- [Objective] Return the material word for word. Do not include pictures.

(Records)
>>>

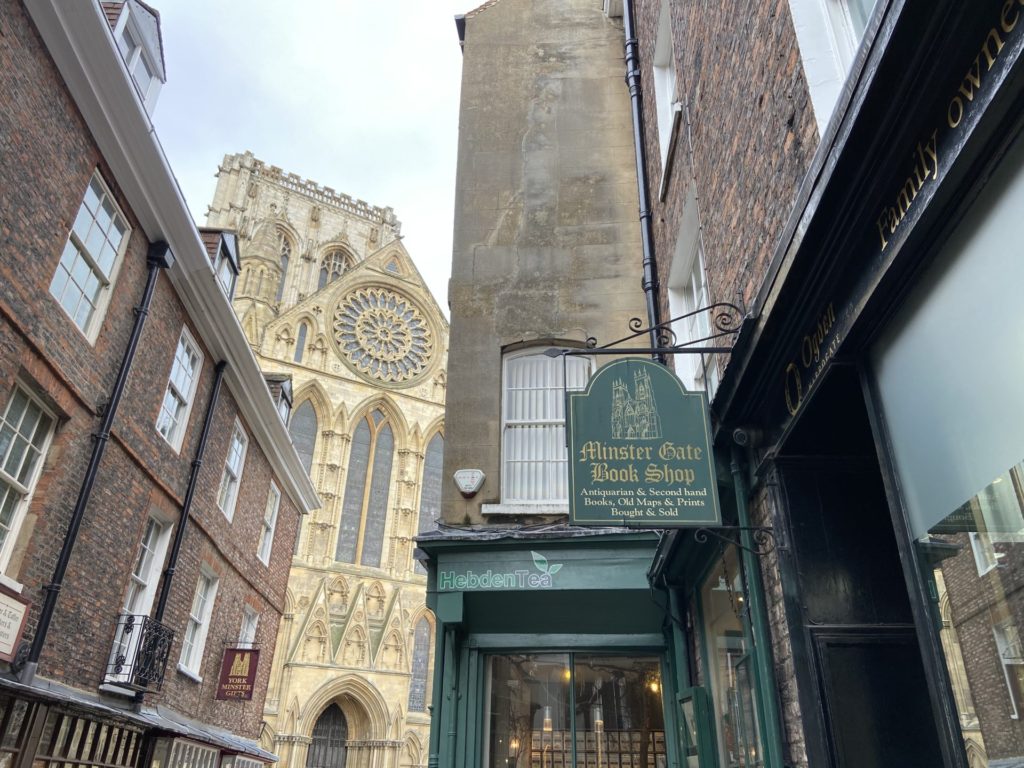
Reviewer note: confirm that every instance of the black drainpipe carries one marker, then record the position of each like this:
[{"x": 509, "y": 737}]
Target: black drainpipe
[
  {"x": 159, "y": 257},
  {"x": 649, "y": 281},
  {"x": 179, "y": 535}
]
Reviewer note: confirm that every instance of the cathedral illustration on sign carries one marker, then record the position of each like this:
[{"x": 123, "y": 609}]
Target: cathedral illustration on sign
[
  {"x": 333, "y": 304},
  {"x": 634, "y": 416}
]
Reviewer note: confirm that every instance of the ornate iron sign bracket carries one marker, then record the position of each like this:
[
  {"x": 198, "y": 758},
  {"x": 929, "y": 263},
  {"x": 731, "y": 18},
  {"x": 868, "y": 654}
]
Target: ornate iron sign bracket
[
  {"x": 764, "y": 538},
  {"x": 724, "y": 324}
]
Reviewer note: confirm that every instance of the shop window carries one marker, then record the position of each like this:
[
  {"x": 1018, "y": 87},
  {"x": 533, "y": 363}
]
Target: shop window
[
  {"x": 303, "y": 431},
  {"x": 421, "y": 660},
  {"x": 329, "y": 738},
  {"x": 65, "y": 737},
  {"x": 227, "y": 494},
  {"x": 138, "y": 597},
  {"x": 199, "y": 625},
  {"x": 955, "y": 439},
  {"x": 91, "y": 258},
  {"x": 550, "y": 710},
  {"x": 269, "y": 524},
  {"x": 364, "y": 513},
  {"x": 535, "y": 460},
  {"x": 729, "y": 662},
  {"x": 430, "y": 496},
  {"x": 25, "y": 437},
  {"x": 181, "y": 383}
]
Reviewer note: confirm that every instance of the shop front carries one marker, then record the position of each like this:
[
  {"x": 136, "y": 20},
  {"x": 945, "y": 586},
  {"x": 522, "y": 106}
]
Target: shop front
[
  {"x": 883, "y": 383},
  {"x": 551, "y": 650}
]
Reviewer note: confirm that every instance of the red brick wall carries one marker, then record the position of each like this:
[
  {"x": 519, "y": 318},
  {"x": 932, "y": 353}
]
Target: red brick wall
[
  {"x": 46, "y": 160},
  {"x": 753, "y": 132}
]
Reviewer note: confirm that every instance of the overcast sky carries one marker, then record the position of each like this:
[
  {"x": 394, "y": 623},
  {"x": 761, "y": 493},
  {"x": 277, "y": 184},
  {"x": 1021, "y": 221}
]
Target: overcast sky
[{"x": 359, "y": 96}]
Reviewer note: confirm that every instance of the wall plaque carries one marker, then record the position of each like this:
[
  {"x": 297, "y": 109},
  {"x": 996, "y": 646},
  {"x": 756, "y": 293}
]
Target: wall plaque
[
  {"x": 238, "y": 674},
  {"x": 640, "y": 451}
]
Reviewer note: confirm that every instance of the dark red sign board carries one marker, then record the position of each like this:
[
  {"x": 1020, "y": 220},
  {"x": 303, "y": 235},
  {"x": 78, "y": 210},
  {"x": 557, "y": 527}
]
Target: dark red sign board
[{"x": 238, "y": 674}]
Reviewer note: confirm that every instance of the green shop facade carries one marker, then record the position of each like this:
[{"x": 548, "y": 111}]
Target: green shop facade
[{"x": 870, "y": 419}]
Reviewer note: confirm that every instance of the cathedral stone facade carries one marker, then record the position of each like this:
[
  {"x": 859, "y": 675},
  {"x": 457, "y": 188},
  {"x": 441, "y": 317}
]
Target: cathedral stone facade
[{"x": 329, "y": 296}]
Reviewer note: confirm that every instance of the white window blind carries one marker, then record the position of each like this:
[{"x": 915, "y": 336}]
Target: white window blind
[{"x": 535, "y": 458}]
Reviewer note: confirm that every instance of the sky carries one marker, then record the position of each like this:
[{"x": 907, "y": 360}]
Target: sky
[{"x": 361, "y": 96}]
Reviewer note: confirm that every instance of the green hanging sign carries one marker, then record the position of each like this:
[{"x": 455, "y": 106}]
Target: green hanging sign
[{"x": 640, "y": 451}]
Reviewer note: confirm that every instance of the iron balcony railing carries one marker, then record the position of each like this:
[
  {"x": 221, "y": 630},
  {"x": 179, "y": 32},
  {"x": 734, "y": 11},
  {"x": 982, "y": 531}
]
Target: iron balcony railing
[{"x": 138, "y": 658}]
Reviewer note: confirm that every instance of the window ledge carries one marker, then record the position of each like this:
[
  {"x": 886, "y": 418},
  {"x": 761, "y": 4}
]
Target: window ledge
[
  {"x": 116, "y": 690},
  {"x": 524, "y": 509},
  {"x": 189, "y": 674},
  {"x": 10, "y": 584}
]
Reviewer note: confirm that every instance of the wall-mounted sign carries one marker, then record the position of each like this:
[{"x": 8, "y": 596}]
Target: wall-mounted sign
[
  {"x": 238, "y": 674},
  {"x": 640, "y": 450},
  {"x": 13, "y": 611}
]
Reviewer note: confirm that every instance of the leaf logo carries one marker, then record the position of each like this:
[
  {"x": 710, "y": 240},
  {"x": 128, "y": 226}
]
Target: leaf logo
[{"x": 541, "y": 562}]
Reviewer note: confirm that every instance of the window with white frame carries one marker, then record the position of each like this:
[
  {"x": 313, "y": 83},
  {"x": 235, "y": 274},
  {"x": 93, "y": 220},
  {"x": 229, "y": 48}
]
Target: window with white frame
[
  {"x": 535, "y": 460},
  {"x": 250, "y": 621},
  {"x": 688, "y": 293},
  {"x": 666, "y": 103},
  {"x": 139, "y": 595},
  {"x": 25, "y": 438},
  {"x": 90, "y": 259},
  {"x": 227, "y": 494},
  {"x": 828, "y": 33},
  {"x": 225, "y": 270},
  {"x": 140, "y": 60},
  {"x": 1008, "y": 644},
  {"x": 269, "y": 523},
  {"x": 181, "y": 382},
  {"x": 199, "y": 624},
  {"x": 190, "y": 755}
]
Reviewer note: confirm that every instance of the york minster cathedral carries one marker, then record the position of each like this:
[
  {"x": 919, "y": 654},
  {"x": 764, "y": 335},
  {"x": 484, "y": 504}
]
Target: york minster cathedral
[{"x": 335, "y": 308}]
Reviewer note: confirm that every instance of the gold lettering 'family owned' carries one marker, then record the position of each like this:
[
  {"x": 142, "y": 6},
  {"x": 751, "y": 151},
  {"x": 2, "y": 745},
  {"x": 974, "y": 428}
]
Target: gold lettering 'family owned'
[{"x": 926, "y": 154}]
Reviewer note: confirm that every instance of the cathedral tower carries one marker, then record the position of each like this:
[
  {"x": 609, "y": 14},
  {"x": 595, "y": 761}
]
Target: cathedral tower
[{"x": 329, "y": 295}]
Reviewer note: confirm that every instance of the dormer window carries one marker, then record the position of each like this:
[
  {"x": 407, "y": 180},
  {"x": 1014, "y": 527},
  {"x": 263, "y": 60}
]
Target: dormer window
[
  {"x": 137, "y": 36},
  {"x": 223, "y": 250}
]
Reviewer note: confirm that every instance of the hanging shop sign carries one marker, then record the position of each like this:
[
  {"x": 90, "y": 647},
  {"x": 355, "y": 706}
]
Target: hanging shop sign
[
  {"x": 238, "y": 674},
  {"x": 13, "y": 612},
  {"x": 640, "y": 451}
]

<<<

- [Task result]
Reviewer note: confirm that every instance of the black drainpipe carries one marker, then record the position of each like this:
[{"x": 509, "y": 737}]
Target: black drainpipe
[
  {"x": 159, "y": 257},
  {"x": 649, "y": 281},
  {"x": 179, "y": 535}
]
Reviewer note: confirm that every instance of the cathedral illustration on sign carries one marker, then record the position of each like this:
[{"x": 123, "y": 609}]
Target: cathedral illustration on sign
[
  {"x": 333, "y": 304},
  {"x": 634, "y": 416}
]
Reviewer note: confirm that every instance of the ornate iron sign bracket carries one marker, then record the position of each like this:
[
  {"x": 198, "y": 758},
  {"x": 929, "y": 263},
  {"x": 731, "y": 18},
  {"x": 868, "y": 654}
]
Target: ornate iron sign bracket
[
  {"x": 764, "y": 538},
  {"x": 724, "y": 324}
]
Reviewer note: confirm that every instance of the shop window carries one marker, then record the position of each like this:
[
  {"x": 1018, "y": 87},
  {"x": 533, "y": 363}
]
Target: shop window
[
  {"x": 303, "y": 431},
  {"x": 421, "y": 660},
  {"x": 329, "y": 738},
  {"x": 65, "y": 737},
  {"x": 227, "y": 494},
  {"x": 138, "y": 597},
  {"x": 199, "y": 625},
  {"x": 955, "y": 439},
  {"x": 91, "y": 258},
  {"x": 550, "y": 710},
  {"x": 269, "y": 524},
  {"x": 364, "y": 513},
  {"x": 535, "y": 460},
  {"x": 729, "y": 662},
  {"x": 430, "y": 496},
  {"x": 25, "y": 437},
  {"x": 181, "y": 383}
]
Reviewer note: confirm that every instance of the shop front carries one marker, then record the position of each like this:
[
  {"x": 136, "y": 20},
  {"x": 945, "y": 586},
  {"x": 522, "y": 106}
]
Target: shop front
[
  {"x": 883, "y": 383},
  {"x": 551, "y": 650}
]
Reviewer note: confirm that every instance of the red brick wall carries one marker, then record the position of each like this:
[
  {"x": 519, "y": 318},
  {"x": 932, "y": 353}
]
Target: red brick wall
[
  {"x": 46, "y": 160},
  {"x": 753, "y": 132}
]
Reviewer note: confirm that every instance of the overcast sky carries one marker, then record the position of each like this:
[
  {"x": 394, "y": 623},
  {"x": 761, "y": 493},
  {"x": 277, "y": 184},
  {"x": 1021, "y": 221}
]
Target: overcast sky
[{"x": 359, "y": 96}]
Reviewer note: confirm that every instance of the wall plaque carries one marker, then record the position of each like this:
[
  {"x": 297, "y": 109},
  {"x": 996, "y": 646},
  {"x": 756, "y": 293}
]
Target: wall plaque
[
  {"x": 238, "y": 674},
  {"x": 640, "y": 451}
]
Reviewer note: confirm that every instance of the dark red sign board carries one marker, then record the position of each like this:
[
  {"x": 1020, "y": 220},
  {"x": 303, "y": 235},
  {"x": 78, "y": 210},
  {"x": 557, "y": 527}
]
Target: dark red sign board
[{"x": 238, "y": 674}]
Reviewer note: confirm that every instance of the green shop facade carries one marker, then record the position of each like this:
[{"x": 548, "y": 111}]
Target: green shop facade
[{"x": 870, "y": 419}]
Reviewer note: confirm that every instance of the cathedral stone facade carries one marker, then record the position of each like this:
[
  {"x": 859, "y": 675},
  {"x": 457, "y": 188},
  {"x": 441, "y": 317}
]
Target: cathedral stone facade
[{"x": 329, "y": 296}]
Reviewer note: confirm that every instance of the white window blind carries one marker, then record the position of each like this:
[{"x": 915, "y": 336}]
Target: white window blind
[{"x": 535, "y": 458}]
Reviewer note: confirm that every instance of the sky carries one marker, then record the position of each like this:
[{"x": 907, "y": 360}]
Target: sky
[{"x": 361, "y": 96}]
Reviewer note: confirm that every instance of the green hanging sign carries one marker, then record the position of each like this:
[{"x": 455, "y": 106}]
Target: green hanging sign
[{"x": 640, "y": 451}]
Reviewer note: confirm that every instance of the iron balcony railing carries one marker, then record the position of each like this:
[
  {"x": 221, "y": 630},
  {"x": 179, "y": 32},
  {"x": 734, "y": 11},
  {"x": 982, "y": 531}
]
Target: iron balcony railing
[{"x": 138, "y": 658}]
Reviewer note: confirm that every instance of the window ledge carries one marker, then record the position of each like this:
[
  {"x": 886, "y": 418},
  {"x": 761, "y": 4}
]
Target: window ledge
[
  {"x": 116, "y": 690},
  {"x": 524, "y": 509},
  {"x": 189, "y": 674},
  {"x": 10, "y": 584}
]
Reviewer note: confirm that every instance of the wall-mounted sign carries one marker, then record the position of each like this:
[{"x": 8, "y": 596}]
Target: wall-mounted sign
[
  {"x": 238, "y": 674},
  {"x": 640, "y": 450},
  {"x": 13, "y": 611}
]
Reviewer note: confirm that every instance of the leaf logo carries one marker, then record the position of each like this:
[
  {"x": 710, "y": 240},
  {"x": 128, "y": 226}
]
Target: leaf logo
[{"x": 541, "y": 562}]
Reviewer note: confirm that every instance of the window with white frame carries one marker, then record the position of each like this:
[
  {"x": 313, "y": 83},
  {"x": 235, "y": 274},
  {"x": 93, "y": 220},
  {"x": 229, "y": 48}
]
Target: window with white frame
[
  {"x": 535, "y": 460},
  {"x": 250, "y": 621},
  {"x": 688, "y": 293},
  {"x": 666, "y": 103},
  {"x": 139, "y": 595},
  {"x": 25, "y": 438},
  {"x": 90, "y": 259},
  {"x": 227, "y": 494},
  {"x": 828, "y": 33},
  {"x": 225, "y": 270},
  {"x": 140, "y": 60},
  {"x": 1008, "y": 644},
  {"x": 269, "y": 523},
  {"x": 181, "y": 382},
  {"x": 199, "y": 624},
  {"x": 190, "y": 755}
]
Reviewer note: confirm that every instance of the york minster cathedral carries one marker, then record the position of each like this:
[
  {"x": 919, "y": 654},
  {"x": 764, "y": 335},
  {"x": 484, "y": 504}
]
Target: york minster cathedral
[{"x": 335, "y": 308}]
Reviewer note: confirm that every instance of the gold lettering 'family owned' carries one marker, then record the position of each like this:
[
  {"x": 142, "y": 6},
  {"x": 751, "y": 151},
  {"x": 2, "y": 745},
  {"x": 974, "y": 428}
]
Target: gold lettering 'family owned'
[{"x": 926, "y": 154}]
Reviewer note: confirm that every instance of the cathedral tower carries one marker, then record the position of each like this:
[
  {"x": 609, "y": 14},
  {"x": 595, "y": 761}
]
Target: cathedral tower
[{"x": 329, "y": 295}]
Reviewer note: confirm that every instance of the dormer window carries one marker, then record the position of each like this:
[
  {"x": 407, "y": 180},
  {"x": 1014, "y": 527},
  {"x": 263, "y": 60}
]
Target: dormer window
[
  {"x": 137, "y": 36},
  {"x": 223, "y": 250}
]
Reviewer note: confirm that every instance of the hanging shop sign carries one marker, then record the position of each like this:
[
  {"x": 90, "y": 647},
  {"x": 355, "y": 706}
]
Target: hanging shop sign
[
  {"x": 238, "y": 674},
  {"x": 13, "y": 612},
  {"x": 640, "y": 451}
]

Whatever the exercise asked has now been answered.